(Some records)
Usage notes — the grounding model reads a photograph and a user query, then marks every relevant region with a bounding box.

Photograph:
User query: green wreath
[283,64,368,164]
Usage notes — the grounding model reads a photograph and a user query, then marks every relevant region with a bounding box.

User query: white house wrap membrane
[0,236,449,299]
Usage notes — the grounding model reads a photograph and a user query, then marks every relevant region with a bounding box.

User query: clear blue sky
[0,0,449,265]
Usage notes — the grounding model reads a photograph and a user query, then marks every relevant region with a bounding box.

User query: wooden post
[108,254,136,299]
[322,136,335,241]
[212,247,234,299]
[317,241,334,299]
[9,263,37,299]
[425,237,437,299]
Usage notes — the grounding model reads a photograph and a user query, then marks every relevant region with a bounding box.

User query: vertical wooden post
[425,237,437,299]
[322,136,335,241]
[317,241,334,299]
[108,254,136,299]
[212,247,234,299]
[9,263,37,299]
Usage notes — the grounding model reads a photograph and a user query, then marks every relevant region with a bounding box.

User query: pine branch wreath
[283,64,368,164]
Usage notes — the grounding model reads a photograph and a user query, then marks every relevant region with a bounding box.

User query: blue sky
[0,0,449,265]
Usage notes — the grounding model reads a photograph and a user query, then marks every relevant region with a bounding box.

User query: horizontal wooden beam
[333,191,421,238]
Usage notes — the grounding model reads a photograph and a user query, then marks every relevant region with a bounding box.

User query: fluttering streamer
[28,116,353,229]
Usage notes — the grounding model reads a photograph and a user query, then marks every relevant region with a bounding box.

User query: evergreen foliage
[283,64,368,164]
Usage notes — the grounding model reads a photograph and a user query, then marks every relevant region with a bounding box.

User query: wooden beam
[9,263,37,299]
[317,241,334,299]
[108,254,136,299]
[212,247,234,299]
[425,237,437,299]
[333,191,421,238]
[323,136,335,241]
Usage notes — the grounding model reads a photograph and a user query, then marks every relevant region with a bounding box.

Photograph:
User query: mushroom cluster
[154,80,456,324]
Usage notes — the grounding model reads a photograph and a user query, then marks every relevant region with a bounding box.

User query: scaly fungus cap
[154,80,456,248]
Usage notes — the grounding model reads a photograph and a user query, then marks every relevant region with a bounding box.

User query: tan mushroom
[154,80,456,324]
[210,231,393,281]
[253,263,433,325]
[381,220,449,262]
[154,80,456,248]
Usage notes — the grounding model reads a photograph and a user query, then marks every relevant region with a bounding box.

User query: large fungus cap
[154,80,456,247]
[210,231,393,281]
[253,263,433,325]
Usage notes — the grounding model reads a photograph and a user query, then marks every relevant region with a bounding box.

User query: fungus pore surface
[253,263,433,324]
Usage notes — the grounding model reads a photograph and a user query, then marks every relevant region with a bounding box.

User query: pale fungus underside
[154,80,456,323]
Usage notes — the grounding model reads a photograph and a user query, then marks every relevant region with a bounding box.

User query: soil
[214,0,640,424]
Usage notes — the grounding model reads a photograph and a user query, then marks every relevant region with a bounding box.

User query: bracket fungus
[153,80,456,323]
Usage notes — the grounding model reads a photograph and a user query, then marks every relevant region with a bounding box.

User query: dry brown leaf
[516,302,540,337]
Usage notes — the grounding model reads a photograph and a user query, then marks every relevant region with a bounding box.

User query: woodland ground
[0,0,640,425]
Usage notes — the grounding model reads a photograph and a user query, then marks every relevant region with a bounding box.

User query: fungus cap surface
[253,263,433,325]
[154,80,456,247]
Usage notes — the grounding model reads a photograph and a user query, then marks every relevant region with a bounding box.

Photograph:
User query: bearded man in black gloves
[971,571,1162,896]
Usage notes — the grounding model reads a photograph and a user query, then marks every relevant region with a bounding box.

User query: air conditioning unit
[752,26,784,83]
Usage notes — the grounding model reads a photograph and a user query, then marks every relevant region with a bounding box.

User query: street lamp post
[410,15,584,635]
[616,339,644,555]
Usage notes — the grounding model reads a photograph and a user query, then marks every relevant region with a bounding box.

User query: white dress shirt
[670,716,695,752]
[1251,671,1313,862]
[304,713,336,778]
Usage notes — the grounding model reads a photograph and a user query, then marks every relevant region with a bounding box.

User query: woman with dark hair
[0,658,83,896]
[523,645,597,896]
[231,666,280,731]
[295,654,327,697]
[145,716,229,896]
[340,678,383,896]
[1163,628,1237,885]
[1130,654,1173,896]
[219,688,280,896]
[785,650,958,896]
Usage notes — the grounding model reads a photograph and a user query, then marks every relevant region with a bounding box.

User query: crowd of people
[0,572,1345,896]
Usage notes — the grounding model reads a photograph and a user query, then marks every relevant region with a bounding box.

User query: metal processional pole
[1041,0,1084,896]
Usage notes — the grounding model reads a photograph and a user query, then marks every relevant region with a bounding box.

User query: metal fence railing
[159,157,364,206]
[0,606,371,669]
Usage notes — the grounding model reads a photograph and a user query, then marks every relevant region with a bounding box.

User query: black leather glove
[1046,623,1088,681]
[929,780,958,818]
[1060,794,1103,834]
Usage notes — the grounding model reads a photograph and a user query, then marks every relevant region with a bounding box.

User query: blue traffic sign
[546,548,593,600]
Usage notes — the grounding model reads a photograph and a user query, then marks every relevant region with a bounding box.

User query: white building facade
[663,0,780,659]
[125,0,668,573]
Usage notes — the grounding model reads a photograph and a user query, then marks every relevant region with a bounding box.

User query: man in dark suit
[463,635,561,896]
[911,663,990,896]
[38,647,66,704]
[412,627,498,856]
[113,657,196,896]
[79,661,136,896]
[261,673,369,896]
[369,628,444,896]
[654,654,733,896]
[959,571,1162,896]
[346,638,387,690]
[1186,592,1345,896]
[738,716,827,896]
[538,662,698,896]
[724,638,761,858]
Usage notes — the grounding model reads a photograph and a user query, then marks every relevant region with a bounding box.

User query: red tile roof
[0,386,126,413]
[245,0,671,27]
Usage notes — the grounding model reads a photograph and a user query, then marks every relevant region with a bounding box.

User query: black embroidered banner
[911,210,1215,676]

◆ What you need to do: Take the entries above and copy them out exactly.

◆ Result below:
Usage notes — the grounding model reads a photograph and a user query, then marks every relevant region with a bounding box.

Photograph:
User query: green wreath
[283,64,368,164]
Usage notes — the grounding model reads a photograph and a user query, then marks every relevant region with a bounding box.

User query: white house wrap membrane
[0,236,449,299]
Usage notes — the grounding model reads a photograph and a user query, then marks every relevant region with a bounding box.

User query: clear blue sky
[0,0,449,265]
Usage notes — the grounding model reads a photograph and a user query, then marks every relevant region with a bounding box.

User query: wooden post
[108,254,136,299]
[322,136,335,241]
[212,247,234,299]
[317,241,334,299]
[9,263,37,299]
[425,237,437,299]
Usage notes — the grounding model reads a photograph and a user query, then marks every relevant region with a bounding box.

User query: vertical wooden post
[425,237,437,299]
[322,136,335,241]
[317,241,334,299]
[108,254,136,299]
[212,247,234,299]
[9,263,37,299]
Usage notes — the grounding model reads a photograph and a user query, then marks every relevant region with a bounding box.

User query: pine branch wreath
[283,64,368,164]
Usage notes — the grounding model reads a photograph and a user query, then marks every relevant region with a bounding box.

User query: blue sky
[0,0,449,265]
Usage notes — the grounding model reads a photograph and a user query, then marks every relevant region with a bounding box.

User query: horizontal wooden beam
[333,191,421,238]
Usage notes — the grounding model reads a photograph and a user query, then marks every relevant region with a bounding box.

User query: fluttering streamer
[28,116,353,229]
Usage notes — the grounding model reads a photograph and a user query, then marks every relevant region with a bounding box.

User query: evergreen foliage
[283,64,368,164]
Usage notes — the grounding model reads a photograph and a user query, then marks every relevant region with a bounding box.

User query: wooden beam
[9,263,37,299]
[317,241,334,299]
[108,254,136,299]
[212,247,234,299]
[425,237,437,299]
[333,191,421,238]
[323,136,335,241]
Usage notes — the grounding model reads a photograph and a user query, then marks every relevant region with a bounding box.

Photograph:
User query: mushroom cluster
[154,80,456,324]
Usage notes — the grounding model reads a photograph and a user query, then marks every relevant region with a bounding box.

User query: scaly fungus cap
[154,80,456,248]
Usage notes — the grounding model reads a photograph and a user query, then marks every relevant region with a bounding box.

User query: tan mushroom
[154,80,456,324]
[210,231,393,281]
[253,263,433,325]
[381,220,449,262]
[154,80,456,248]
Usage notes — the grounding model reads a photograph and a user query, then marks every relevant region with a bounding box.

User query: large fungus cap
[154,80,456,247]
[210,231,393,281]
[253,263,433,325]
Usage notes — the grounding model reads a photograph and a user query, then marks every relevant region with a bounding box.

User query: fungus pore surface
[253,263,433,324]
Usage notes — the grounding model reads a photograph and a user query, then marks every relevant region with a bounding box.

User query: pale fungus underside
[154,80,456,323]
Usage notes — the grounding model reads a photograph and a user query, then marks every relevant region with a bounding box.

User query: soil
[214,0,640,424]
Usage notes — the grounding model reads a photograph and a user query, then marks every relevant region with a bounding box.

User query: bracket fungus
[153,80,456,323]
Usage notes — the grounding model reads a photograph and a user query, then marks every relevant region with a bounding box.

User query: dry brown leaf
[516,302,540,337]
Usage notes — the grounding model reads a photograph and a user query, then marks every relevant region with a bounding box.

User query: woodland ground
[0,0,640,425]
Usage notes — the grounding model reads a photograph and a user query, then marks every relevant region with a bounding box.

User query: fungus cap surface
[253,263,433,325]
[154,80,456,247]
Usage notes — the grounding model reads a photograph and a user query, then marks every relevant region with a bounding box.

Photograph:
User query: bearded man in black gloves
[971,571,1162,896]
Usage notes — the grounding model reads a photograph and a user query, then marks every relevant region with a bounding box.

User query: air conditioning unit
[752,26,784,83]
Usage notes — the grounding model reads a photograph and a user query, then marks every relevant region with a bounding box.

User query: street lamp post
[410,15,584,635]
[616,339,644,555]
Usage notes — the grounding model reads a photograph and a user query, then marks every relevant region with a bounding box.

User query: white dress shirt
[670,716,695,752]
[1251,671,1313,862]
[304,713,336,778]
Usage notes — the grounding model reads a photograph and a user query, then marks every relevant region with a bounding box.

User query: woman with dark hair
[0,658,83,896]
[523,645,597,896]
[231,666,280,731]
[295,654,327,697]
[145,716,229,896]
[340,678,383,896]
[1163,628,1237,885]
[1130,654,1173,896]
[219,688,280,896]
[785,650,958,896]
Usage notes — the grounding model reads a photograph and a user query, then marks every relevant region with a bounding box.

User query: crowd of people
[0,572,1345,896]
Usage notes — the grounding model reads a photograph and a user query, then marks every relevant region with a bounding box.

User query: metal processional pole
[1041,0,1084,896]
Usage notes — the grounding model reads a photograph and a user query, then marks every relevant region with a bounding box.

User query: metal fence railing
[159,157,364,206]
[0,606,371,669]
Usage notes — the grounding model reads a photograph and a user query, then marks every relevant region with a bounding box.

User query: black leather glove
[1046,623,1088,681]
[929,780,958,818]
[1060,794,1103,834]
Usage notes — the grounding model reads a photograph and a user query, then marks every relevant region with a bounding box.

User query: blue traffic sign
[546,548,593,600]
Usage notes — the grounding model reads a photograph and a user query, then marks every relevant region with a bounding box.

User query: white building facade
[663,0,780,659]
[125,0,668,573]
Usage notes — the grounding model reads a photograph and a user query, then marks every relevant region with a bounding box.

User query: man in dark suit
[463,635,561,896]
[911,663,990,896]
[38,647,66,704]
[412,627,498,856]
[113,657,196,896]
[79,661,136,896]
[261,673,369,896]
[369,628,444,896]
[654,654,733,896]
[959,571,1162,896]
[346,638,387,690]
[1186,592,1345,896]
[738,716,827,896]
[538,662,698,896]
[724,638,761,858]
Usage notes — the grounding model reads a photograph and a user query, then marks every relevant region with a bounding box.

User query: red tile roof
[0,386,126,413]
[245,0,671,27]
Usage notes — the grounding model reads a photograph and a user query, then marks every relevant region with a bounding box.

User query: black embroidered banner
[911,210,1215,676]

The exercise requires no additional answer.